### Stated problem A:
In the court judgment excerpt, what is the date of hearing?
== Text excerpt
2. Sri Nibash Paul @ Nibash Chandra Paul,
Junior Mechanic of Bishalgarh R.D. Block,
son of Sri Maran Das Paul of Madhya Badharghat,P.S. A.D. Nagar, West Tripura District, Agartala

3. Sri Gautam Paul,
Junior Mechanic of Bishalgarh R.D. Block,
son of late Ramesh Chandra Paul of Purba Laxmibil, P.S. Bishalgarh, Sephaijala

4. Sri Shyamal Debbarma,
the then Gram Rozgar Sevak of Bishalgarh,
R.D. Block, son of Mrityunjoy Debbarma,of Gagan Sardar Para, Sutramura, P.S. Bishramganj

5. Sri Sarada Debbarma,
the then Gram Rozgar Sevak of Bishalgarh R.D. Block,
son of Sri Umesh Chandra Debbarma of Mandapkilla, P.S. Bishalgarh

6.Sri Debaprasad Nandi,
the then Gram Rozgar Sevak
of Bishalgarh R.D. Block,
son of Sri Sunil Kumar Nandi of Bishramganj, P.S. Bishramganj

7. Sri Priyanath Das,
son of late Prahallad Das
of Indranagar, P.S. Melagarh,District : Sephaijala

8. Sri Tapan Das,
son of late Joytish Chandra Das,
Durga Chowmuhani, Natun Palli,
Near New Boys Club, P.S. West Agartala, District : West Tripura

9. Sri Gautam Saha,
son of late Priyalal Saha,
Rajghat, P.S. Melagarh, District : Sephaijala

10. Sri Partha Acharjee,
Accounts Asstt. of MGNREGA Section,
Bishalgarh R.D. Block,
son of Sri Sailendra Acharjee of Suryamani Nagar, P.S. Amtali

11. M/s B.D.S. Brick Field,
Indranagar, Melagarh, P.S. Melagarh Sephaijala District

12. M/s Shib Construction,
Sachindra Nagar Colony, Purba Barjala, P.S. Jirania, West Tripura District —- Respondent(s)

For Petitioner(s) : Mr. B. Choudhury, PP.
For Respondent(s) : Mr. Saradindu Chakraborty, Adv.
Mr. P.K. Pal, Adv.
Mr. P. Saha, Adv.

Date of hearing : 18.06.2018

Date of delivery of Judgment & Order : 03.01.2019

Whether fit for reporting : YES

BEFORE HON’BLE MR. JUSTICE S. TALAPATRA

Judgment & Order

The State by means of this revision petition filed under Section 397 read with Section 401 of the Cr.P.C. has challenged the order dated 16.01.2015 delivered in Special Case No.01 of 2015 by the Special Judge [the Session Judge], West Tripura, Agartala, but the challenge is restricted to refusal to take cognizance of the police report filed under Section 173(2) of the Cr.P.C. in connection with Bishalgarh P.S. Case No.135/2014 under Section 409/468/471 read with Section 34 of the IPC and under Section 13 of Prevention of Corruption Act read with Section 120-B of the IPC. The reasons assigned for such refusal are as follows :

“Going through the police report filed, I find that at page 374 of the volume 2 at para 5 it is stated that further investigation is continuing against the arrested and absconding accused persons.
In my considered opinion, this stands on the way of accepting the police report because section 173(2)(i) says that as soon as investigation is completed the Officer-in-Charge of the Police Station shall forward to a Magistrate empowered to take cognizance of the offence on a police report etc. What follows from the above is that on completion of investigation only, a police report can be filed by the O.C., of the P.S. and not before.
====
### Stated problem B:
Reproduce the records from the line containing "If you could mark the teddy" down through the line containing "<point>362,248</point>", substituting "stuffed toy" for "teddy bear" and leaving everything else unchanged.
== Material provided
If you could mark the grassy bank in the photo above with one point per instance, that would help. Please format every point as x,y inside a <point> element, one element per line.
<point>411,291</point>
====
== Material provided
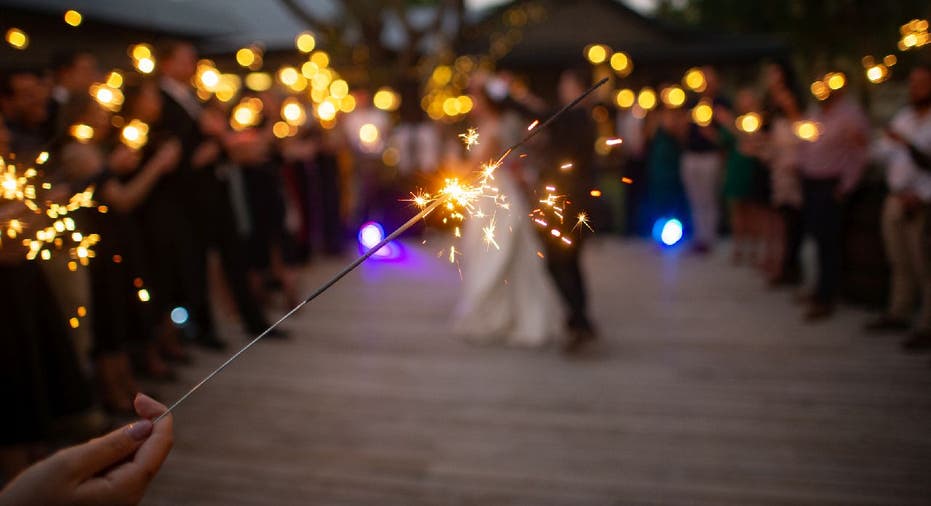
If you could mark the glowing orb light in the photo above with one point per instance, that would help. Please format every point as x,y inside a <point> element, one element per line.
====
== Material provided
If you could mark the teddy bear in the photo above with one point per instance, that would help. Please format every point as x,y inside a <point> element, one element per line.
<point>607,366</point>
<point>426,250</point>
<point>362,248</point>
====
### Exercise answer A:
18.06.2018

### Exercise answer B:
If you could mark the stuffed toy in the photo above with one point per instance, that would help. Please format every point as x,y inside a <point> element, one element per line.
<point>607,366</point>
<point>426,250</point>
<point>362,248</point>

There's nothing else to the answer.